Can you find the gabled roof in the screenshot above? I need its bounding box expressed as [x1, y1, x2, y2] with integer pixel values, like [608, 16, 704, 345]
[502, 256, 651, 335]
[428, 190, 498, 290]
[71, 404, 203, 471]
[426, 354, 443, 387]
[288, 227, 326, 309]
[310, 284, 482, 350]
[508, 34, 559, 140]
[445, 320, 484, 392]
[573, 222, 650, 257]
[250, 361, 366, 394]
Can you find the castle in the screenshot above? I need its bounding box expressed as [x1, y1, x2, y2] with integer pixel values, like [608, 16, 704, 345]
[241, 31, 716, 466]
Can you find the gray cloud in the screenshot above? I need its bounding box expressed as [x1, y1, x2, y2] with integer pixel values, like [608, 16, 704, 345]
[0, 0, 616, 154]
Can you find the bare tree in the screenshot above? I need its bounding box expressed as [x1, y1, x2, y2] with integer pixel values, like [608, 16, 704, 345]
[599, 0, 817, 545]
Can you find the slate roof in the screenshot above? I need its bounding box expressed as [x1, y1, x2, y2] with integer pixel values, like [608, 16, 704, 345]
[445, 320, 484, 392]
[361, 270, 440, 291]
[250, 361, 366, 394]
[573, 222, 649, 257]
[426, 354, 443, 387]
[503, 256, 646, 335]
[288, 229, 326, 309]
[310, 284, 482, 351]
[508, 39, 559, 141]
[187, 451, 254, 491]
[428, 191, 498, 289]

* * *

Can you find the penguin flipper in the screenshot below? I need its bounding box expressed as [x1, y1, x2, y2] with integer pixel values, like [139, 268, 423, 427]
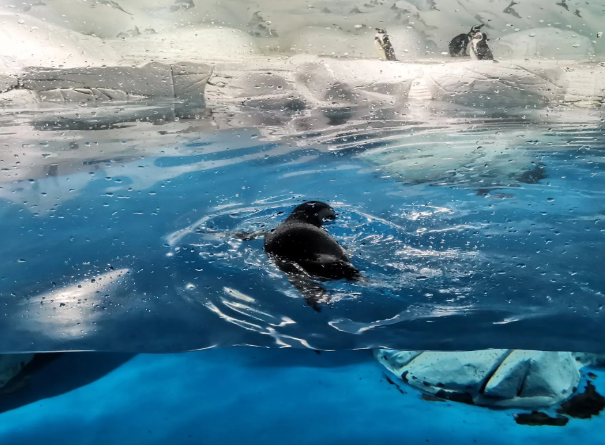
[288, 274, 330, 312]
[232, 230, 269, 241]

--- Short task ---
Rewrite the stretch of the listing from "Can you find the slate" through "[428, 191, 498, 289]", replacing "slate roof" with "tiled roof" and leaving everything else unchanged.

--- Full response ---
Can you find the tiled roof in the screenshot above? I need its bounding box expressed as [x1, y1, x2, y2] with integer pixel values, like [608, 16, 704, 345]
[445, 320, 484, 392]
[361, 270, 440, 291]
[250, 361, 366, 394]
[573, 222, 649, 257]
[426, 354, 443, 387]
[503, 256, 646, 335]
[288, 229, 326, 309]
[310, 284, 482, 351]
[508, 39, 559, 141]
[187, 451, 254, 491]
[428, 191, 498, 289]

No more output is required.